Find every line in the items below that contains the word "detector" and copy each of those lines.

##########

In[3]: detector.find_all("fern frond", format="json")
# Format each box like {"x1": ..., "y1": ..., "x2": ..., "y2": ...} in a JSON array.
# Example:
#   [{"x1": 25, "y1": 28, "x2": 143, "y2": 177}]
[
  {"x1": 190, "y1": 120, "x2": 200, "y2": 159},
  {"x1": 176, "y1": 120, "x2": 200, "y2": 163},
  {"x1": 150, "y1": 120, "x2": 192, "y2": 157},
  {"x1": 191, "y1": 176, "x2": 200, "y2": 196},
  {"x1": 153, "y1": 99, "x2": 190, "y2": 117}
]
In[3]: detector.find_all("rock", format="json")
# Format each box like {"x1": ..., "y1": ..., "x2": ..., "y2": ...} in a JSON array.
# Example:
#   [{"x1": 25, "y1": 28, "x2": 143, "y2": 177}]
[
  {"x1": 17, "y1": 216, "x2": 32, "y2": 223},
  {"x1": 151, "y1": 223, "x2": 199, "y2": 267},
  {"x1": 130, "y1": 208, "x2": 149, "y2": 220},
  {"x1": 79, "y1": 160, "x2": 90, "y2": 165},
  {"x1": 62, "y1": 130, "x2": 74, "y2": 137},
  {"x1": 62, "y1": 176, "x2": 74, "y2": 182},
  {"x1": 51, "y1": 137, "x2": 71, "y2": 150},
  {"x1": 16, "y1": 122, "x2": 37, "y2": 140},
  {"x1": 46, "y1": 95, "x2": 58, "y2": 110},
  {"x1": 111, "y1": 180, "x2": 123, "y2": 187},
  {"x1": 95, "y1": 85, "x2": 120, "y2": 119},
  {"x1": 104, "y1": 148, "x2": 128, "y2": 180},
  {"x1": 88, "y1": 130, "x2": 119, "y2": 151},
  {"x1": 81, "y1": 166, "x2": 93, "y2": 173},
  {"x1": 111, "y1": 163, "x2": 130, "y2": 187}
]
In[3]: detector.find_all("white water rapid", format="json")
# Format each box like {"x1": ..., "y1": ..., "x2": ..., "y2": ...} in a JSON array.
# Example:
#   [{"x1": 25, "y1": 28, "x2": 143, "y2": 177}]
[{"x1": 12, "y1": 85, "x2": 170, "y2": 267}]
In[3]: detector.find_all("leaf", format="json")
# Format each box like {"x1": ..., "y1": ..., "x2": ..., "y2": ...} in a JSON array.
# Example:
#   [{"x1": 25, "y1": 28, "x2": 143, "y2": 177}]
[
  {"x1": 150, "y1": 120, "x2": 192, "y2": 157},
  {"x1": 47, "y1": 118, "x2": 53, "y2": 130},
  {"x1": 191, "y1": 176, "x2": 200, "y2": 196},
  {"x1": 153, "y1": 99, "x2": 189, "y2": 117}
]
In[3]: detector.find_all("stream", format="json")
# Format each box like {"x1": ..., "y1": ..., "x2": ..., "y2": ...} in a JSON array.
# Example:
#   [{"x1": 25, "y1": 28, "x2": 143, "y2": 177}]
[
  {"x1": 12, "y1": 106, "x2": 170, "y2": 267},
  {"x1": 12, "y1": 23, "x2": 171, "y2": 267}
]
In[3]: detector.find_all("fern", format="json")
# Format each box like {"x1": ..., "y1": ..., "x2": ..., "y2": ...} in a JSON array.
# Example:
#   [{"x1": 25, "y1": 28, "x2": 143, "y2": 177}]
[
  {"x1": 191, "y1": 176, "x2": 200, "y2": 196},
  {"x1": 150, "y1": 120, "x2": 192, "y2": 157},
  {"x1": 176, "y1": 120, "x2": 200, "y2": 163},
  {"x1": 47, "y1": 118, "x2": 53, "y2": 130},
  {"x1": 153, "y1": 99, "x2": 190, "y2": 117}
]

##########

• REPLY:
In[3]: detector.find_all("fern frond", format="json")
In[3]: detector.find_all("rock", format="json")
In[3]: detector.find_all("white water rapid", format="json")
In[3]: detector.find_all("leaf", format="json")
In[3]: detector.find_all("stream", format="json")
In[3]: detector.find_all("fern", format="json")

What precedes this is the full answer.